In the summer of 1976, before starting her freshman year, Valerie Lewis-Mosley, BC ’79, was walking through the halls of the Connell School of Nursing (CSON) on a tour for incoming black nursing students. Mary Dineen, then-dean of Nursing, spoke to the students individually about coming to Boston College. Ambitious from a young age, Lewis-Mosley asked Dineen about the honors program, because it would allow her to minor in the humanities.
The dean looked at Lewis-Mosley and said, “‘You have some mighty lofty goals don’t you. You just need to be focusing on being able to keep a C to stay in the nursing program,’” recalled Lewis-Mosley.
“Then I said to her, clear as day, ‘My name is Valerie D. Lewis, I suggest that maybe you read my academic transcript from the high school I came from, and you will understand that a C is really not something that I aspire to,’” she said, chuckling.

▶ [Work to complete]
A) Repeat, word for word, the stretch of the article about Valerie Lewis-Mosley from "In the summer" through "she said, chuckling.".
B) List every form of the student's name that appears in the article about Valerie Lewis-Mosley.
C) Extend the article about Valerie Lewis-Mosley's nursing school tour, starting after its final sentence.
The entries come from a different source than the article.

Data excerpts
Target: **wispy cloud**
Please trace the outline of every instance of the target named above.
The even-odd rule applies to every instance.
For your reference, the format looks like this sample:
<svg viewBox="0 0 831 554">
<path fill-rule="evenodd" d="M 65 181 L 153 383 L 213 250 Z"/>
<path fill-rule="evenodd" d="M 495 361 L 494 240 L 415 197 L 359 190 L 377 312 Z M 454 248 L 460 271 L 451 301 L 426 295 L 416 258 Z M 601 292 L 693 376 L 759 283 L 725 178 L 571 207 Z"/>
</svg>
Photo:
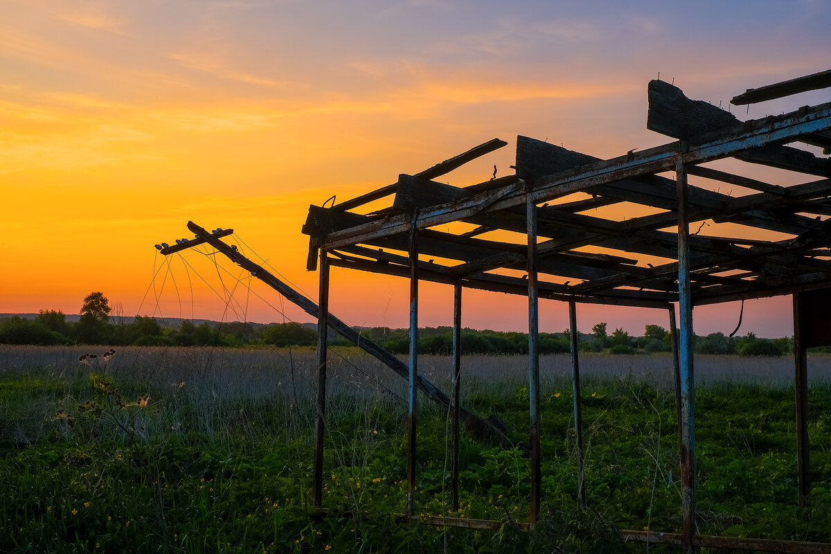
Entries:
<svg viewBox="0 0 831 554">
<path fill-rule="evenodd" d="M 58 19 L 70 25 L 98 31 L 125 33 L 126 20 L 111 13 L 105 4 L 97 2 L 73 2 L 65 5 L 57 14 Z"/>
</svg>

▶ [Outputs by task]
A)
In the summer of 1976, before starting her freshman year, Valerie Lewis-Mosley, BC ’79, was walking through the halls of the Connell School of Nursing (CSON) on a tour for incoming black nursing students. Mary Dineen, then-dean of Nursing, spoke to the students individually about coming to Boston College. Ambitious from a young age, Lewis-Mosley asked Dineen about the honors program, because it would allow her to minor in the humanities.
The dean looked at Lewis-Mosley and said, “‘You have some mighty lofty goals don’t you. You just need to be focusing on being able to keep a C to stay in the nursing program,’” recalled Lewis-Mosley.
“Then I said to her, clear as day, ‘My name is Valerie D. Lewis, I suggest that maybe you read my academic transcript from the high school I came from, and you will understand that a C is really not something that I aspire to,’” she said, chuckling.

B)
Valerie Lewis-Mosley
Lewis-Mosley
Valerie D. Lewis

C)
Now retired from clinical practice at the New York Hospital-Weill Cornell University Medical Center, Lewis-Mosley came to Chestnut Hill from an all-girls Catholic high school, which inspired her tenacious disposition. When it came time to apply to colleges, her academic adviser guided her toward BC for the Black Talent Program (BTP), a program designed to attract students of color, which grew into the Options Through Education (OTE). The support system and dynamic of the BTP as well as the ability the program gave her to form a community on campus were some of the main reasons why Lewis-Mosley chose BC.